GONZALO
SUÁREZ
14/04/2013
CRONICA
LA
NIÑA DE LOS ESCRACHES QUE REVOLUCIONÓ LA CALLE
Hija
de una agente inmobiliaria, ex guionista de televisión, okupa juvenil... Es el
retrato íntimo de la impulsora de los escraches, que estuvo a punto de ser
desahuciada de niña.
Ada
Colau nunca tuvo hipoteca: «No hay que ser esclavo para luchar contra el
esclavismo»
La
Cataluña engreída, antipática, egoísta, trilera y con delirios identitarios
excluyentes es además corrupta. Pero quien la pronuncia, con voz firme y clara,
es Ada Colau, la lideresa del movimiento antidesahucios. La misma que llamó
«criminal» a un representante de la banca en el Congreso de los Diputados. Y
que ahora impulsa la plaga de escraches en las casas de los políticos del PP.
Colau
suelta estas siete palabras cuando, en su charla con Crónica, surge un
llamativo dato biográfico: que su madre trabaja de comercial en una agencia
inmobiliaria.

→ Tareas por resolver
[1] Enumera los adjetivos que la crónica sobre Ada Colau aplica directamente a Cataluña en la frase que empieza con «La Cataluña engreída».
[2] Prolonga la crónica sobre Ada Colau a partir de su última oración.

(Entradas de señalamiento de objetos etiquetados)
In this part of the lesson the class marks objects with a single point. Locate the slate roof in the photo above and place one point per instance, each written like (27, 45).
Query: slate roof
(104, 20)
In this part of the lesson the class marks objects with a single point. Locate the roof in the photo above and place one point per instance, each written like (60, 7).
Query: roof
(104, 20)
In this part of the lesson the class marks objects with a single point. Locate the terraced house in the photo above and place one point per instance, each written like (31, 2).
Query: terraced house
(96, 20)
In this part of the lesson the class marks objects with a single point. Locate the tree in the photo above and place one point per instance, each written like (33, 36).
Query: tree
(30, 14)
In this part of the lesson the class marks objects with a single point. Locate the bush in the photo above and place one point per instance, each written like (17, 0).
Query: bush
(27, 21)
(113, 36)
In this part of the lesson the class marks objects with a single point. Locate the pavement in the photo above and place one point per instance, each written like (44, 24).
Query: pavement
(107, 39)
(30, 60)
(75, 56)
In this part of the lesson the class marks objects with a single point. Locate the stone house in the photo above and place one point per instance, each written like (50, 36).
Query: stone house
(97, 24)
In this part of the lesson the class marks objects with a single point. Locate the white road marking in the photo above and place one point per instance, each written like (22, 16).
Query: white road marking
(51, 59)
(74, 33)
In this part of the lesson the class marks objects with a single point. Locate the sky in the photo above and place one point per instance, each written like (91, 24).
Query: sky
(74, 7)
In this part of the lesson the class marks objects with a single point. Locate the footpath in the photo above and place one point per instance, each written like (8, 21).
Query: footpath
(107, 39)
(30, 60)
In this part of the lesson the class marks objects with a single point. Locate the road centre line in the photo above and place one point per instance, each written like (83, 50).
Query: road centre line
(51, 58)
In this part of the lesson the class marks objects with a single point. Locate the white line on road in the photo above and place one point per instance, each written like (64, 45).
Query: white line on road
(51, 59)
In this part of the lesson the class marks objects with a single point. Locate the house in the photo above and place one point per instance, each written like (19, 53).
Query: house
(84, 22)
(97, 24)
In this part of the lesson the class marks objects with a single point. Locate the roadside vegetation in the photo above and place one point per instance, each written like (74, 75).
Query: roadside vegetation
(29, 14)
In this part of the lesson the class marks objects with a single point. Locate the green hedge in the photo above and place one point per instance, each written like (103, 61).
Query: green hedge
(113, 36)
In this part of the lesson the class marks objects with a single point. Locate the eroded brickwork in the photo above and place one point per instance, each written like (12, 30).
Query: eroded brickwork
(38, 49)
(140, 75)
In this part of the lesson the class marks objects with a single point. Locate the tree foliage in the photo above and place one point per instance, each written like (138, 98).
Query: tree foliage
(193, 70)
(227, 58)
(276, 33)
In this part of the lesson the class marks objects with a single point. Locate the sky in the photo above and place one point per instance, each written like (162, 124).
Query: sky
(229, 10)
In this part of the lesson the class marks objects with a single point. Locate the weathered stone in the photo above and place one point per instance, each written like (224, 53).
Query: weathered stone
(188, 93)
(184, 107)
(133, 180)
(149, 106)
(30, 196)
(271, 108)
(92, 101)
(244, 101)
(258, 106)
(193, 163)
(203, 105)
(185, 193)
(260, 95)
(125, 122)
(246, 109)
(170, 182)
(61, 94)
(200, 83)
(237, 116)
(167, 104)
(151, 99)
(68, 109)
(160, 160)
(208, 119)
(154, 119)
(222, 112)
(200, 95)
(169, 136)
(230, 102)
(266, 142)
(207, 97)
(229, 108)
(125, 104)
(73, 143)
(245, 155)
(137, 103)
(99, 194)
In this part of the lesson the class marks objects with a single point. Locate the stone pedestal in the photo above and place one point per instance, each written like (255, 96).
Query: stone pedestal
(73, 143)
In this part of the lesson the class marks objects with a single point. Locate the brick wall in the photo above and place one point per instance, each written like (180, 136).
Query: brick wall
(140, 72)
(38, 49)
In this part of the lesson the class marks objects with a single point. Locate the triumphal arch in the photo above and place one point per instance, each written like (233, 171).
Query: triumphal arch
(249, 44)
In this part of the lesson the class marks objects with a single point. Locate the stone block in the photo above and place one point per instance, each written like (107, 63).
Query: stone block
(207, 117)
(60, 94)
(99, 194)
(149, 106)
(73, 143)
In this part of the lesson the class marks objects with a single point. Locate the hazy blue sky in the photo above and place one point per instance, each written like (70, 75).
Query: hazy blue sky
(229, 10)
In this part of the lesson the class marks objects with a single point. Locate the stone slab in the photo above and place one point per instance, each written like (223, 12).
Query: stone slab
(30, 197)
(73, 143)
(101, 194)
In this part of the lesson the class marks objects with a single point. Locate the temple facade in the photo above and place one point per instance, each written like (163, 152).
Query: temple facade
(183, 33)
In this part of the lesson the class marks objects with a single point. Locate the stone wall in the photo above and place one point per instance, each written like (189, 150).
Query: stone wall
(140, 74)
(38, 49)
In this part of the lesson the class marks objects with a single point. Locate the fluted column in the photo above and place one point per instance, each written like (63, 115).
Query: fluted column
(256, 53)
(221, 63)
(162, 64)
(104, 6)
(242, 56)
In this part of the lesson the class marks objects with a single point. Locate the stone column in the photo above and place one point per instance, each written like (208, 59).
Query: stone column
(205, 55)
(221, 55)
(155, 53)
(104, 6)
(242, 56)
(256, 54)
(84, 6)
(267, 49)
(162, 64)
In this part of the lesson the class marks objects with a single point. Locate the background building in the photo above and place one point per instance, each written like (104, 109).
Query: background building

→ Respuestas en orden
[1] engreída, antipática, egoísta, trilera, corrupta

[2]
Es
decir, el gremio que la catalana de 39 años combate con inusitada fiereza. «Me
sentiría mal si fuera una promotora especuladora», se excusa Colau. «Pero
ella se limita a proveer un servicio que la gente necesita: una casa, muchas
veces de alquiler».
La
portavoz de la Plataforma de Afectados por la Hipoteca (PAH) se escurre de la
contradicción gracias a su habilidosa retórica. El mismo don que le ha
permitido acumular una legión de fieles -votantes del PP incluidos- que creen
que sólo ella combate la «tiranía» de la banca.
Sus
detractores, sin embargo, tachan a esta ex okupa, hoy empleada de una ONG, de
«demagoga», «contradictoria», «populista»... Incluso «violenta».
Su
nombre acapara los papeles a raíz de la plaga de escraches.
Tal
es la preocupación que el Gobierno se ha planteado crear zonas de exclusión
alrededor de las casas de los políticos. Colau, sin embargo, defiende este
método de protesta a domicilio: «Son acciones no violentas y, según los jueces,
totalmente legales».
-¿Y
si le montaran un escrache en casa?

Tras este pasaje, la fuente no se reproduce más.